→ ASSIGNMENT: Copy out the entire article below on Enterome's funding round, word for word.
[STUDY TEXT Boundary: Start]
Enterome Raises €5M to Develop Gut Bacteria-Based Disease and Drug-Response Biomarkers
Firm's lead programs target nonalcoholic fatty liver and inflammatory bowel diseases.!--h2>
French firm Enterome raised €5 million in a series A financing round co-led by Seventure Partners and Lundbeckfond Ventures. Seventure was one of the investors in Enterome’s prior €1.5 million seed financing round. The Paris-based firm is developing biomarkers and drugs for diseases that feature abnormal gut flora composition, including NASH (nonalcoholic steatohepatitis), type 2 diabetes, obesity, and inflammatory bowel disorders such as Crohn disease and ulcerative colitis. Lead programs are in the fields of non-alcoholic fatty liver disease and inflammatory bowel diseases.
Funds from the Series A round will be used primarily to validate Enterome’s biomarkers and commercialize them as laboratory-developed diagnostic services in the U.S. and EU. The firm also plans to set up collaborations with the pharmaceutical and nutrition industries.
[STUDY TEXT Boundary: End]
[RECORD EXTRACTS Boundary: Start]
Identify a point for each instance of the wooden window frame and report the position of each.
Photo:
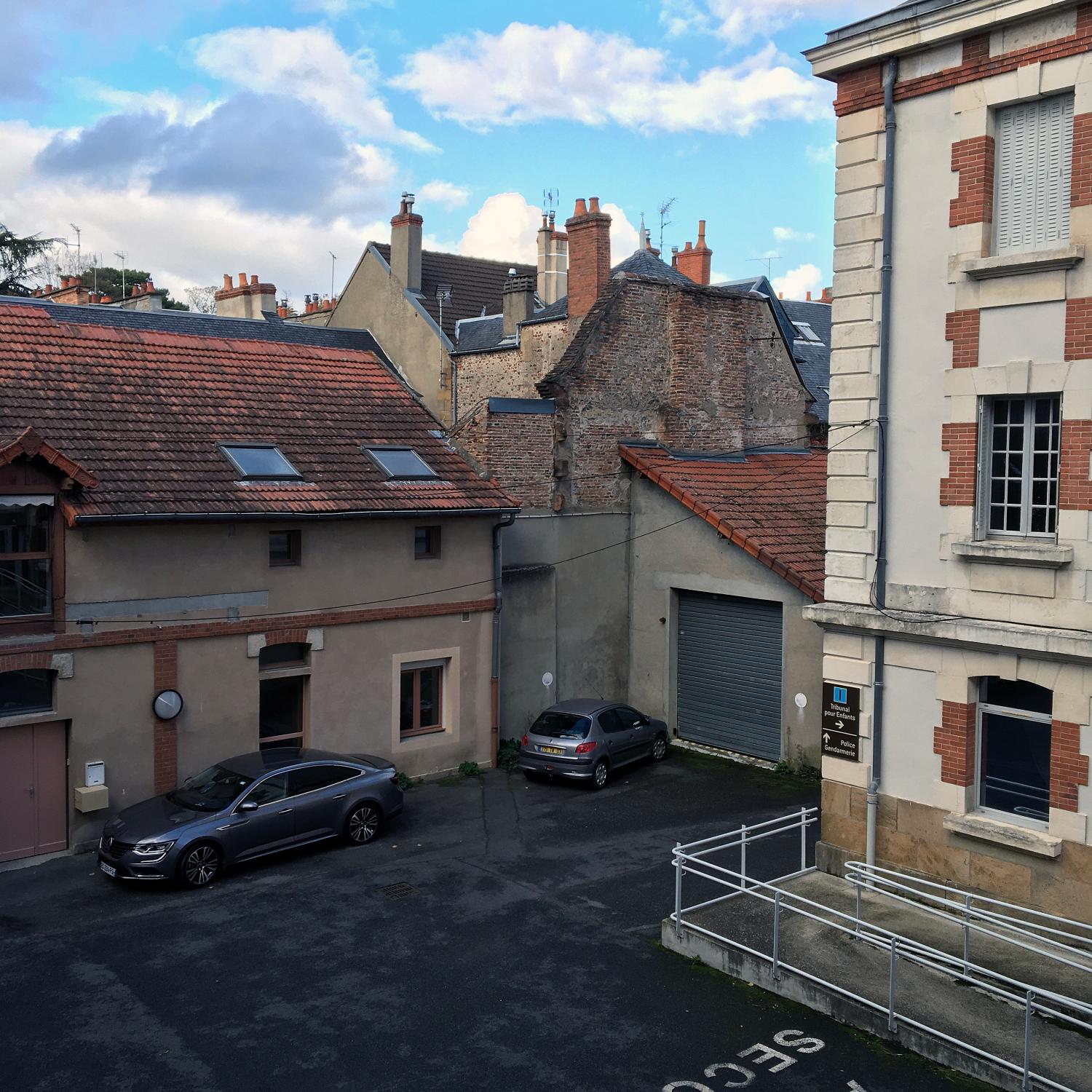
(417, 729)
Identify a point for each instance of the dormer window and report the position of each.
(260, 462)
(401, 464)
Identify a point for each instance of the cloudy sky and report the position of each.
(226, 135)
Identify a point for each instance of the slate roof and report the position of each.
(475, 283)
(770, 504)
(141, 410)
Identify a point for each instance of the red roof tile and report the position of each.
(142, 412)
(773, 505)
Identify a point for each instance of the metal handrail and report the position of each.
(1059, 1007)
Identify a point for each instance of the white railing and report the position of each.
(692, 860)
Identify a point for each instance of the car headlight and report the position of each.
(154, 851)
[RECORD EXTRACTS Boundary: End]
[RECORD EXTRACTS Boundary: Start]
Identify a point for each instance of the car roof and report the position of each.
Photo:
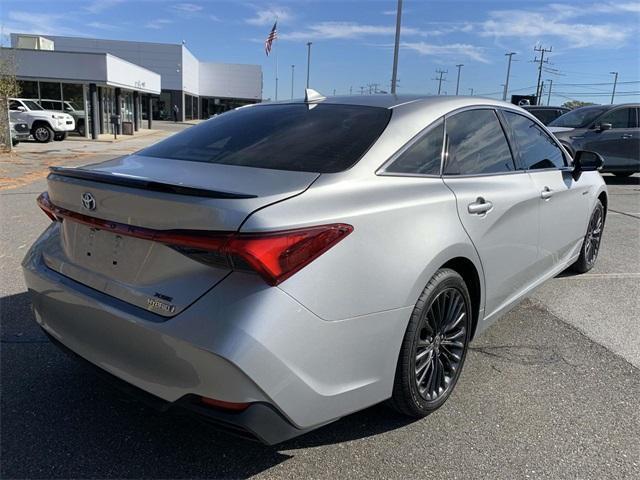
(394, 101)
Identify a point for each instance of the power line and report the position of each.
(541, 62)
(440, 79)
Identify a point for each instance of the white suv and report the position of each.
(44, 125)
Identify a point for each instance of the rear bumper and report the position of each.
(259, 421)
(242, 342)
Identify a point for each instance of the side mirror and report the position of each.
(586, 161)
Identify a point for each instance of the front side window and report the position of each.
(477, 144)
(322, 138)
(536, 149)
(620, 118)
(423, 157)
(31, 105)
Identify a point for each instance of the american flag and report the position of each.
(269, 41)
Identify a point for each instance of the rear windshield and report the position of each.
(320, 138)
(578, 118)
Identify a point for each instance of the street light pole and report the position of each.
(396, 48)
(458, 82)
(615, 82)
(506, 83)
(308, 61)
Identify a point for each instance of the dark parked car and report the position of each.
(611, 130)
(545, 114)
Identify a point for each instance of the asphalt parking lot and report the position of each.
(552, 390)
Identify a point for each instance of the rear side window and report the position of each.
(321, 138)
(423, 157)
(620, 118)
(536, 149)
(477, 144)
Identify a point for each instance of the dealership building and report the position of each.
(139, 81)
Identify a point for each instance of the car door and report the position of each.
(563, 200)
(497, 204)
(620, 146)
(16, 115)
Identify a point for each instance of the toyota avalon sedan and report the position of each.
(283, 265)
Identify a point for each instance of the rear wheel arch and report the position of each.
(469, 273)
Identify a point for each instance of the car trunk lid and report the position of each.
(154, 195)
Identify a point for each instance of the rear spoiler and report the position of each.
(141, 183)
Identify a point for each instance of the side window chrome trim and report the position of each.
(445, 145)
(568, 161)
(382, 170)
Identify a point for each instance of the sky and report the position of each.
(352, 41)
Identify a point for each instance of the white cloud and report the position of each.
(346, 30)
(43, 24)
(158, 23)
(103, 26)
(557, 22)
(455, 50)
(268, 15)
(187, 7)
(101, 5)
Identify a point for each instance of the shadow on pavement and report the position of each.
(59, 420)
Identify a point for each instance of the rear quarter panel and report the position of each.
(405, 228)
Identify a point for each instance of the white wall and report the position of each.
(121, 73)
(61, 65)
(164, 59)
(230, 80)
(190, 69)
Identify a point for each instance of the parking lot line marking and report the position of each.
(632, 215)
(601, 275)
[RECORD EXTRACTS Boundary: End]
[RECORD EXTRACTS Boundary: Start]
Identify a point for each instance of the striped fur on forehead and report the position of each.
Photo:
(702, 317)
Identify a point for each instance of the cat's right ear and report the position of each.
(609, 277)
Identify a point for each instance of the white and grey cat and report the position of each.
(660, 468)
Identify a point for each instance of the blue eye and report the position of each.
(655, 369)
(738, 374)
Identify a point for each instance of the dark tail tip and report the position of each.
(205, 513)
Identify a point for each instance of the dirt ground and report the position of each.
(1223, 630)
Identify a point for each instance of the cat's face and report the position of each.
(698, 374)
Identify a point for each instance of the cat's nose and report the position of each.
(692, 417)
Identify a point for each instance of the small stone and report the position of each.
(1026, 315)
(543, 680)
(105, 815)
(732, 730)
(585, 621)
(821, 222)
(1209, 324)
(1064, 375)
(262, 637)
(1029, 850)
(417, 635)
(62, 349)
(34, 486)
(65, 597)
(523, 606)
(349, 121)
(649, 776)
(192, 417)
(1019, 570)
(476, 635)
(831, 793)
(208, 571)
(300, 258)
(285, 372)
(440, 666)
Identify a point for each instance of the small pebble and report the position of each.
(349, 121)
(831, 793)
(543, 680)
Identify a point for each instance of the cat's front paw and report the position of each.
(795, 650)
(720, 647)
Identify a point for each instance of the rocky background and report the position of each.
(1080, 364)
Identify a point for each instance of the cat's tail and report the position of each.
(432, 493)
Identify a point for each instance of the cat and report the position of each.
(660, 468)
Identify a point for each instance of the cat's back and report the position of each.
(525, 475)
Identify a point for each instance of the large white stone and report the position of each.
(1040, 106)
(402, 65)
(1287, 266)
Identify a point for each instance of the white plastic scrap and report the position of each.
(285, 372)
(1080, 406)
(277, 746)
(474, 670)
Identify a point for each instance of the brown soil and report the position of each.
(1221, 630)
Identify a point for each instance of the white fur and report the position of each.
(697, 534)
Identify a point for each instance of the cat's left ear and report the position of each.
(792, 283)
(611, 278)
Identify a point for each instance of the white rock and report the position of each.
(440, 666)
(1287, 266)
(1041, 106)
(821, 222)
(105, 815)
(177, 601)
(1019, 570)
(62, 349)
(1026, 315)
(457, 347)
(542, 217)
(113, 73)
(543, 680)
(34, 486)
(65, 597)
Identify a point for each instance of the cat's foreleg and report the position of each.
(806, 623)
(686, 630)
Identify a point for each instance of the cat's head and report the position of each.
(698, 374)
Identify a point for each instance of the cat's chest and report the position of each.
[RECORD EXTRACTS Boundary: End]
→ ANSWER TO THE PROBLEM:
Enterome Raises €5M to Develop Gut Bacteria-Based Disease and Drug-Response Biomarkers
Firm's lead programs target nonalcoholic fatty liver and inflammatory bowel diseases.!--h2>
French firm Enterome raised €5 million in a series A financing round co-led by Seventure Partners and Lundbeckfond Ventures. Seventure was one of the investors in Enterome’s prior €1.5 million seed financing round. The Paris-based firm is developing biomarkers and drugs for diseases that feature abnormal gut flora composition, including NASH (nonalcoholic steatohepatitis), type 2 diabetes, obesity, and inflammatory bowel disorders such as Crohn disease and ulcerative colitis. Lead programs are in the fields of non-alcoholic fatty liver disease and inflammatory bowel diseases.
Funds from the Series A round will be used primarily to validate Enterome’s biomarkers and commercialize them as laboratory-developed diagnostic services in the U.S. and EU. The firm also plans to set up collaborations with the pharmaceutical and nutrition industries.